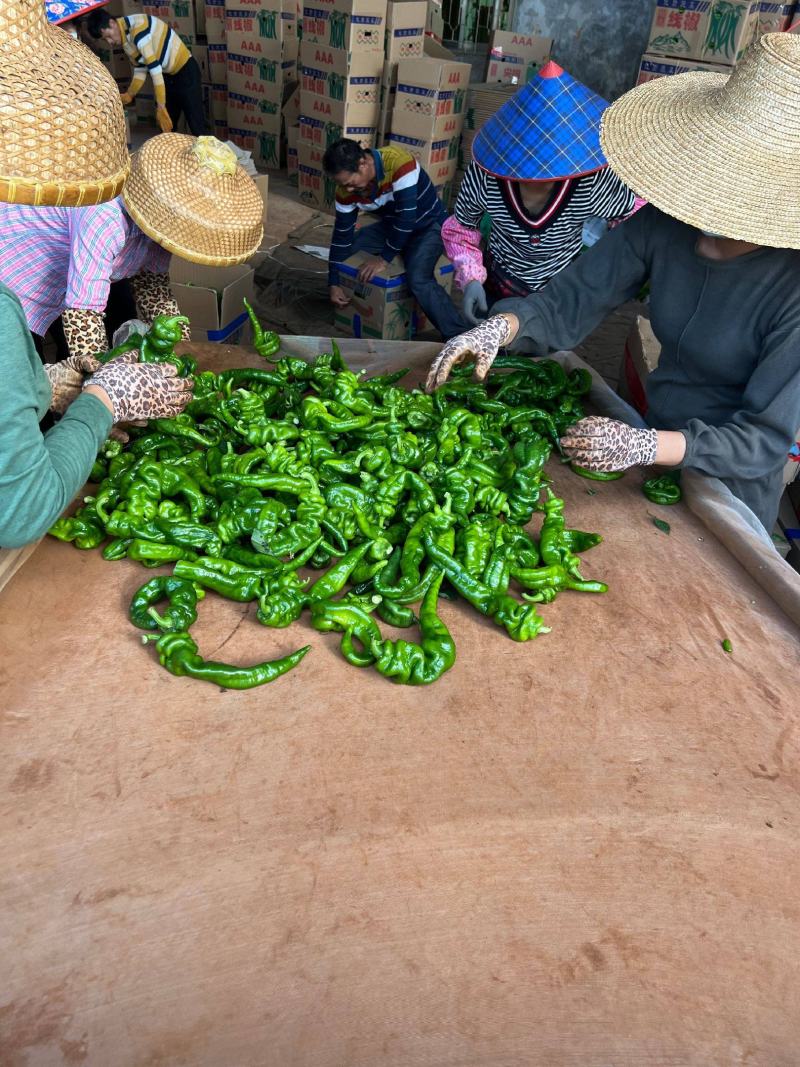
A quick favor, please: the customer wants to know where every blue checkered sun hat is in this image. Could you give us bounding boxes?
[473,62,608,181]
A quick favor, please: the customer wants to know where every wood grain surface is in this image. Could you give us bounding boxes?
[0,346,800,1067]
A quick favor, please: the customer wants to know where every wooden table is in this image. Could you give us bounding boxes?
[0,345,800,1067]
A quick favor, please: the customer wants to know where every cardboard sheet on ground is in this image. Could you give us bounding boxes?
[0,339,800,1067]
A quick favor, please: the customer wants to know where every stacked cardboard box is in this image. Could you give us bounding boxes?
[645,0,761,67]
[225,0,298,169]
[756,0,795,37]
[425,0,445,45]
[378,0,428,145]
[298,0,386,211]
[389,57,471,206]
[485,29,554,85]
[636,52,731,85]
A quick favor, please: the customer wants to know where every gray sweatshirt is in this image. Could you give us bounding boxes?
[492,207,800,530]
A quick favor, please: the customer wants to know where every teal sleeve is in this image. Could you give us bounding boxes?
[492,210,650,355]
[0,289,112,548]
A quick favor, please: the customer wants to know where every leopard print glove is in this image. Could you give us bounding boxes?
[425,315,511,393]
[45,355,100,415]
[561,415,658,472]
[61,307,109,356]
[83,360,192,423]
[130,270,192,340]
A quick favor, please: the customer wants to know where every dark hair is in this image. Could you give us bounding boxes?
[322,137,367,178]
[86,11,114,41]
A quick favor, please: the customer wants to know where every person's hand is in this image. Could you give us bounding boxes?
[461,282,489,325]
[331,285,350,307]
[45,360,83,415]
[358,256,388,282]
[111,319,150,347]
[425,315,512,393]
[45,355,100,415]
[561,415,658,472]
[156,107,172,133]
[84,360,192,423]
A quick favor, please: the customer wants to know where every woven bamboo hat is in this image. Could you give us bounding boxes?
[123,133,263,267]
[601,33,800,249]
[0,0,129,207]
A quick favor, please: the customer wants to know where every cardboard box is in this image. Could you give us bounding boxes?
[334,252,453,340]
[485,30,553,85]
[208,44,228,85]
[170,256,255,345]
[286,126,300,178]
[645,0,761,64]
[386,0,428,63]
[636,52,733,85]
[204,0,225,45]
[225,0,298,60]
[142,0,197,47]
[425,0,445,45]
[227,90,283,136]
[298,115,378,148]
[283,81,300,129]
[391,58,471,141]
[228,49,297,94]
[302,0,386,55]
[388,131,460,170]
[755,0,795,37]
[192,45,211,84]
[208,85,228,123]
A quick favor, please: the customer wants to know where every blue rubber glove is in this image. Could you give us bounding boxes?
[461,282,489,325]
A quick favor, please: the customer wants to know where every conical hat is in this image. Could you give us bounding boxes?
[123,133,263,267]
[601,33,800,249]
[473,62,608,181]
[0,0,129,207]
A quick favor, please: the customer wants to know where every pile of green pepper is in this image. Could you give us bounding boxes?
[50,308,606,688]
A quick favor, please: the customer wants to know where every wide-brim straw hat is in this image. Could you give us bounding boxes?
[473,61,608,181]
[601,33,800,249]
[0,0,130,207]
[123,133,263,267]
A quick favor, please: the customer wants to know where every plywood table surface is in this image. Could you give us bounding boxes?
[0,346,800,1067]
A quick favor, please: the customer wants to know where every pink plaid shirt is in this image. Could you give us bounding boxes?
[0,197,170,336]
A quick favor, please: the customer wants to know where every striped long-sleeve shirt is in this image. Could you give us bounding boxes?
[0,197,170,336]
[444,163,635,291]
[116,15,191,107]
[329,147,446,285]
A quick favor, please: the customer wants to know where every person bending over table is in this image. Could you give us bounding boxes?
[427,33,800,531]
[0,133,261,356]
[86,11,208,137]
[442,62,635,323]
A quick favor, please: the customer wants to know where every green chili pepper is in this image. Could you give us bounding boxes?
[570,463,625,481]
[142,632,310,689]
[642,472,683,505]
[128,575,206,631]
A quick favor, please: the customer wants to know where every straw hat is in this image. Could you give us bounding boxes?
[473,61,608,181]
[601,33,800,249]
[123,133,263,267]
[0,0,129,207]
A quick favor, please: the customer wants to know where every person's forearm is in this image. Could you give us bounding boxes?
[0,386,112,548]
[127,67,147,99]
[656,430,686,466]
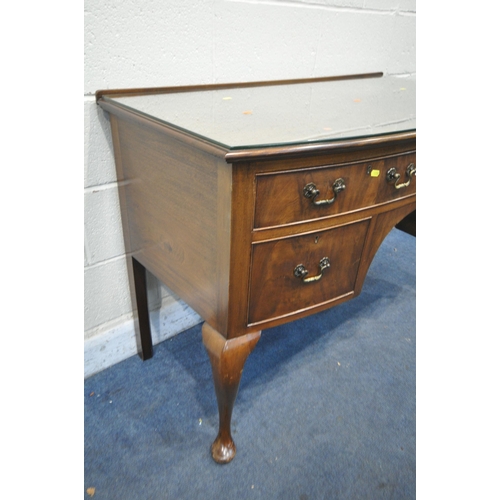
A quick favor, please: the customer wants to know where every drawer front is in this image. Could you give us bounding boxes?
[254,153,416,228]
[248,219,369,325]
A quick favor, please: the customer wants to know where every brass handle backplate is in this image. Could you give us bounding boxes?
[293,257,330,283]
[303,179,345,206]
[385,163,417,189]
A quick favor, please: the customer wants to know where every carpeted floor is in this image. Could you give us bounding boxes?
[84,229,416,500]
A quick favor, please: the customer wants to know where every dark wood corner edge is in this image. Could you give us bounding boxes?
[95,71,384,103]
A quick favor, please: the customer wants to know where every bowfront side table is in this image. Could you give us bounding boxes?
[96,73,416,463]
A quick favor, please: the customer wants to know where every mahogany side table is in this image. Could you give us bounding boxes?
[96,73,416,463]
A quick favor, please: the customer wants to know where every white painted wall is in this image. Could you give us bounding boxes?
[84,0,416,376]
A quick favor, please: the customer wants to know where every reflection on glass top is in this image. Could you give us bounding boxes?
[105,76,416,149]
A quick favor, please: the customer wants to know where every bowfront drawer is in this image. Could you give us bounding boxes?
[254,153,416,229]
[248,219,369,325]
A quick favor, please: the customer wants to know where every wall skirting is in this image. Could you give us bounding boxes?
[84,300,202,378]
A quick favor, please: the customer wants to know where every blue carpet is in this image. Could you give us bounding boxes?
[84,229,416,500]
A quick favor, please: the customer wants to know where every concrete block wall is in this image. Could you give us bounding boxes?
[84,0,416,376]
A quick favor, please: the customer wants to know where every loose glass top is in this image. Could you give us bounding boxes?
[104,76,416,149]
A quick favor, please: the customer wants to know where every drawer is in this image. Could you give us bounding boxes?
[254,153,416,229]
[248,219,370,325]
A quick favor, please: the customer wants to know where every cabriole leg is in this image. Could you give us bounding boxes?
[202,323,260,464]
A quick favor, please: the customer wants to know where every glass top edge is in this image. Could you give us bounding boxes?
[95,71,382,101]
[101,73,416,148]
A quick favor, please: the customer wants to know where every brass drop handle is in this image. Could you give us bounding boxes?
[303,179,345,206]
[385,163,417,189]
[293,257,330,283]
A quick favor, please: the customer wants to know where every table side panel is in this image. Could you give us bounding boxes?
[112,116,231,327]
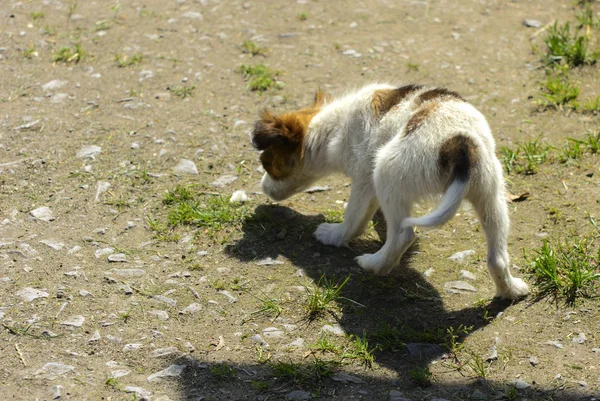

_Given problem_
Turn the lines above into a Markdown table with the columns "Row" and "Line", numbering each row and skipping blank lines. Leave the pictures out.

_Answer_
| Row | Line |
|---|---|
| 1 | A quick favor, please: the customer wants to know where every blue checkered sun hat is in this image. Could you give us bounding boxes? |
| 2 | [473,62,608,181] |
| 3 | A quick favor, please: the customer wants to know where every wood grain surface is in this image. Could you give us bounding boxes? |
| 4 | [0,346,800,1067] |
| 5 | A quick favor, please: the customer wants to know where every wooden table is in this image. Could you give us bounding boxes? |
| 6 | [0,345,800,1067] |
| 7 | A quick favor, please: the customer wants to know where every cardboard sheet on ground is in this image. Could you give us bounding boxes? |
| 8 | [0,339,800,1067] |
| 9 | A quick favor, please: the customer wants to know where every stacked cardboard box is in this image. Could you give us bounding boxes? |
| 10 | [645,0,761,67] |
| 11 | [225,0,298,169] |
| 12 | [756,0,795,37] |
| 13 | [425,0,445,45] |
| 14 | [378,0,428,145] |
| 15 | [298,0,386,211] |
| 16 | [389,57,471,206] |
| 17 | [485,29,554,85] |
| 18 | [636,52,731,85] |
| 19 | A quick favor, please: the customer wants to know where every gray sweatshirt is in this image. Could you give us bounding boxes? |
| 20 | [492,207,800,530] |
| 21 | A quick favor, please: the customer wants to know where every teal sleeve is in this image. Could you give us bounding boxes? |
| 22 | [492,210,650,355] |
| 23 | [0,289,112,548] |
| 24 | A quick favor, please: the customer wants to know where every leopard print glove is in this image. Could you give us bounding boxes? |
| 25 | [425,315,511,393] |
| 26 | [45,355,100,415] |
| 27 | [561,415,658,472] |
| 28 | [61,307,109,356] |
| 29 | [83,360,192,423] |
| 30 | [130,270,192,340] |
| 31 | A quick favor, please: the customer wants to know where every dark hair is in this image. Could you give us bounding boxes? |
| 32 | [322,137,367,178] |
| 33 | [86,11,114,41] |
| 34 | A quick favor, please: the customer wants to know where every person's hand is in this image. Could you give us bounding boxes? |
| 35 | [461,282,489,325] |
| 36 | [331,285,350,307] |
| 37 | [45,360,83,415] |
| 38 | [358,256,388,282] |
| 39 | [111,319,150,347] |
| 40 | [425,315,512,393] |
| 41 | [45,355,100,415] |
| 42 | [561,415,658,472] |
| 43 | [156,107,172,133] |
| 44 | [84,360,192,423] |
| 45 | A quick favor, please: the customer wants to know where every woven bamboo hat is in this image. Could you give us bounding boxes? |
| 46 | [123,133,263,267] |
| 47 | [601,33,800,249] |
| 48 | [0,0,129,207] |
| 49 | A quick favor, please: the customer wants to know where every cardboard box is in this image. Could you give us bounding boxes? |
| 50 | [334,252,453,340] |
| 51 | [485,30,553,85] |
| 52 | [208,44,228,85] |
| 53 | [170,256,255,345] |
| 54 | [286,126,300,178] |
| 55 | [645,0,761,64] |
| 56 | [386,0,428,63] |
| 57 | [636,52,733,85] |
| 58 | [204,0,225,45] |
| 59 | [225,0,298,60] |
| 60 | [142,0,197,47] |
| 61 | [425,0,445,45] |
| 62 | [227,90,283,136] |
| 63 | [298,115,378,148] |
| 64 | [283,81,300,129] |
| 65 | [391,58,471,141] |
| 66 | [228,49,297,94] |
| 67 | [302,0,386,55] |
| 68 | [388,131,460,170] |
| 69 | [755,0,795,37] |
| 70 | [192,45,211,84] |
| 71 | [208,85,228,123] |
| 72 | A quick favor, please: the customer wants to know where every blue rubber glove is in this image. Could you give us bounding boxes? |
| 73 | [461,282,489,325] |
| 74 | A quick favor, please: the customer wants to know where every conical hat is in this image. Could you give us bounding boxes? |
| 75 | [123,133,263,267] |
| 76 | [601,33,800,249] |
| 77 | [473,62,608,181] |
| 78 | [0,0,129,207] |
| 79 | A quick favor, please: the customer wants to know where every pile of green pepper is in this image. Could you give us bounding boxes? |
| 80 | [50,308,606,688] |
| 81 | A quick favor, please: the customer wants to know where every wide-brim straw hat is in this image. Could you give us bounding boxes? |
| 82 | [473,61,608,181] |
| 83 | [601,33,800,249] |
| 84 | [0,0,130,207] |
| 85 | [123,133,263,267] |
| 86 | A quick favor, please: the customer wants to know where every plywood table surface is in this image. Could you give us bounding boxes? |
| 87 | [0,346,800,1067] |
| 88 | A quick favor, please: the customer wants to know where every pink plaid shirt is in this image. Could you give us bounding boxes? |
| 89 | [0,197,170,336] |
| 90 | A quick favor, please: the customer wants to know where every striped long-sleeve shirt is in this image. Could you give us bounding boxes? |
| 91 | [0,197,170,336] |
| 92 | [444,163,635,291] |
| 93 | [116,15,191,107] |
| 94 | [329,147,446,285] |
| 95 | A quick favor, please: the customer wants to know where every person bending over table is in this image. Could you give us bounding boxes? |
| 96 | [427,33,800,531] |
| 97 | [0,133,261,356] |
| 98 | [86,11,208,137] |
| 99 | [442,62,635,323] |
| 100 | A quick favor, please: the customer wants to know where every green chili pepper is in this image. Could you give us bounding boxes? |
| 101 | [570,463,625,481] |
| 102 | [142,632,310,689] |
| 103 | [642,472,683,505] |
| 104 | [128,575,206,631] |
| 105 | A quick favor, please: the customer wants to know where every straw hat is in this image. Could you give us bounding boxes? |
| 106 | [473,61,608,181] |
| 107 | [601,33,800,249] |
| 108 | [123,133,263,267] |
| 109 | [0,0,129,207] |
| 110 | A quick favor, please: the customer wants to know where every person's forearm is in this image. Could you give us bounding boxes? |
| 111 | [0,386,112,548] |
| 112 | [127,67,147,99] |
| 113 | [656,430,686,466] |
| 114 | A quick favor, please: the customer wants to know where every drawer front is in this image. Could you give us bounding boxes? |
| 115 | [254,153,416,228] |
| 116 | [248,219,369,325] |
| 117 | A quick favor, please: the customer wants to know where every brass handle backplate is in this image. Could you give us bounding boxes? |
| 118 | [293,257,330,283] |
| 119 | [303,179,345,206] |
| 120 | [385,163,417,189] |
| 121 | A quick favor, please: the customer wants to know where every carpeted floor is in this image. Could you give us bounding boxes? |
| 122 | [84,229,416,500] |
| 123 | A quick favor, please: the customer wants to know where every dark wood corner edge is in this image. Could you give us bounding boxes? |
| 124 | [95,71,384,103] |
| 125 | A quick favor, please: the customer wants to know where every bowfront side table is in this image. Could you give us bounding boxes? |
| 126 | [96,73,416,463] |
| 127 | A quick favor, please: the customer wants to know where every mahogany side table is in this image. Could you give us bounding boxes? |
| 128 | [96,73,416,463] |
| 129 | A quick favor, please: the customer wants to know where every white painted wall is in this image. Could you give us bounding boxes? |
| 130 | [84,0,416,376] |
| 131 | A quick favor, please: the customer wants to know where every reflection on glass top is in this image. Could you give us bounding boxes? |
| 132 | [105,76,416,149] |
| 133 | A quick favor, please: the customer wants to know where every bowfront drawer is in this image. Could you give us bounding boxes? |
| 134 | [254,153,416,229] |
| 135 | [248,219,369,325] |
| 136 | A quick favor, please: the customer wants to know where every wall skirting is in this image. Could you give us bounding boxes? |
| 137 | [84,300,202,378] |
| 138 | A quick favor, please: the customer wants to know where every blue carpet is in this image. Could you give us bounding boxes? |
| 139 | [84,229,416,500] |
| 140 | A quick favor, please: the customer wants to know where every concrete block wall is in this image. Could you give us bounding boxes? |
| 141 | [84,0,416,376] |
| 142 | A quick favor, please: the customer wants to know where every loose glass top is in this image. Could you give us bounding boxes? |
| 143 | [104,76,416,149] |
| 144 | A quick favor, please: the customer wants to know where every drawer is in this image. Could you give us bounding boxes? |
| 145 | [254,153,416,229] |
| 146 | [248,219,370,325] |
| 147 | A quick favor, please: the customer wants to know where every cabriole leg is in this image. Could you give us bounding boxes? |
| 148 | [202,323,260,464] |
| 149 | A quick favor, please: the customer wants to know where every glass top edge is in this image. Could you give us bounding boxes? |
| 150 | [95,71,382,101] |
| 151 | [101,73,416,148] |
| 152 | A quick favor, please: the customer wants to know where every brass drop handle is in this image. Could you give us bounding boxes? |
| 153 | [303,179,345,206] |
| 154 | [385,163,417,189] |
| 155 | [293,257,330,283] |
| 156 | A quick favor, please: the customer wants to know where every table side panel is in this image. Could you give us bounding boxes? |
| 157 | [112,116,231,327] |